Saved data entries:
━━━

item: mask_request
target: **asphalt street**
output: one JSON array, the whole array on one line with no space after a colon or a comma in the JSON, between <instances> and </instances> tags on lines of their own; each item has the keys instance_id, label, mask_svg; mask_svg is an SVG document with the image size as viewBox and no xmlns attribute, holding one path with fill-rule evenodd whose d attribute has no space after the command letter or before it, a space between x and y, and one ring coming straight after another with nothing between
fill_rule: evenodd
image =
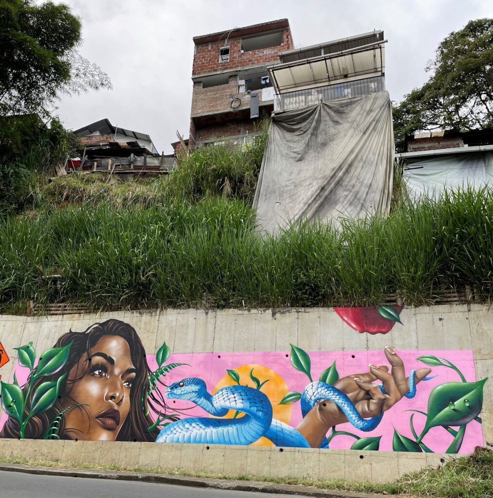
<instances>
[{"instance_id":1,"label":"asphalt street","mask_svg":"<svg viewBox=\"0 0 493 498\"><path fill-rule=\"evenodd\" d=\"M0 473L5 498L268 498L266 493L208 490L167 484ZM276 495L276 498L292 498Z\"/></svg>"}]
</instances>

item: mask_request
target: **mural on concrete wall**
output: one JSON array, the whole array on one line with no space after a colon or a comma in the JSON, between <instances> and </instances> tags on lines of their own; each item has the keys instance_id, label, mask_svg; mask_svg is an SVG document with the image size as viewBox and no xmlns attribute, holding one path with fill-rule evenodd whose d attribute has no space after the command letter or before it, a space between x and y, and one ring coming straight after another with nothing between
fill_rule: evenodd
<instances>
[{"instance_id":1,"label":"mural on concrete wall","mask_svg":"<svg viewBox=\"0 0 493 498\"><path fill-rule=\"evenodd\" d=\"M449 453L482 444L487 379L475 381L472 351L287 346L172 355L165 342L146 355L117 320L64 334L37 360L29 343L1 382L1 436Z\"/></svg>"},{"instance_id":2,"label":"mural on concrete wall","mask_svg":"<svg viewBox=\"0 0 493 498\"><path fill-rule=\"evenodd\" d=\"M6 363L8 363L9 361L7 352L5 351L5 348L3 347L3 345L0 343L0 369ZM1 375L0 375L0 380L1 380Z\"/></svg>"},{"instance_id":3,"label":"mural on concrete wall","mask_svg":"<svg viewBox=\"0 0 493 498\"><path fill-rule=\"evenodd\" d=\"M384 305L360 308L334 308L334 311L347 324L360 334L386 334L396 323L401 321L403 306Z\"/></svg>"}]
</instances>

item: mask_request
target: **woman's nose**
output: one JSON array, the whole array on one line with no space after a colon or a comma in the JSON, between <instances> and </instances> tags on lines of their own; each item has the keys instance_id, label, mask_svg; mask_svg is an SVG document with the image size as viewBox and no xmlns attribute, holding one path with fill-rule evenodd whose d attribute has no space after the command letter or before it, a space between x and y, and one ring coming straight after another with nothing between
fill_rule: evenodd
<instances>
[{"instance_id":1,"label":"woman's nose","mask_svg":"<svg viewBox=\"0 0 493 498\"><path fill-rule=\"evenodd\" d=\"M119 406L123 401L123 385L119 379L115 379L111 382L110 389L106 394L106 401L113 401Z\"/></svg>"}]
</instances>

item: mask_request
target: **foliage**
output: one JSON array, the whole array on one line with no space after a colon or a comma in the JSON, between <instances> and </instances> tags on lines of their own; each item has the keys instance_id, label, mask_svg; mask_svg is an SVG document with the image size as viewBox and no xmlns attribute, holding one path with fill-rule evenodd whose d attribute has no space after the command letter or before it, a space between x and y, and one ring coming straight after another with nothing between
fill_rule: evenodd
<instances>
[{"instance_id":1,"label":"foliage","mask_svg":"<svg viewBox=\"0 0 493 498\"><path fill-rule=\"evenodd\" d=\"M62 93L111 88L108 75L76 49L81 29L64 3L0 0L0 115L47 116Z\"/></svg>"},{"instance_id":2,"label":"foliage","mask_svg":"<svg viewBox=\"0 0 493 498\"><path fill-rule=\"evenodd\" d=\"M63 368L68 359L72 343L63 348L53 348L45 351L34 368L36 351L30 342L20 348L15 348L19 353L19 364L29 369L27 390L19 385L14 375L12 383L0 381L1 386L1 405L5 413L19 423L19 434L23 439L26 425L36 413L49 410L58 397L60 386L67 374L61 375L58 380L44 382L33 389L34 381L41 377L51 375Z\"/></svg>"},{"instance_id":3,"label":"foliage","mask_svg":"<svg viewBox=\"0 0 493 498\"><path fill-rule=\"evenodd\" d=\"M0 221L0 302L373 306L398 290L418 305L466 284L479 300L493 297L487 187L403 205L386 218L347 221L340 230L302 224L261 238L255 223L243 201L220 198L145 207L100 202Z\"/></svg>"},{"instance_id":4,"label":"foliage","mask_svg":"<svg viewBox=\"0 0 493 498\"><path fill-rule=\"evenodd\" d=\"M63 3L0 1L0 114L38 112L70 78L64 56L81 40L79 19Z\"/></svg>"},{"instance_id":5,"label":"foliage","mask_svg":"<svg viewBox=\"0 0 493 498\"><path fill-rule=\"evenodd\" d=\"M418 130L493 126L493 19L470 21L439 45L431 73L393 110L398 151Z\"/></svg>"}]
</instances>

━━━

EXERCISE BRIEF:
Find every line in the items above that contains the word "target" and copy each of those lines. Treat uppercase and lowercase letters as different.

WORKED ANSWER:
target: **asphalt street**
target: **mural on concrete wall**
target: **woman's nose**
target: **foliage**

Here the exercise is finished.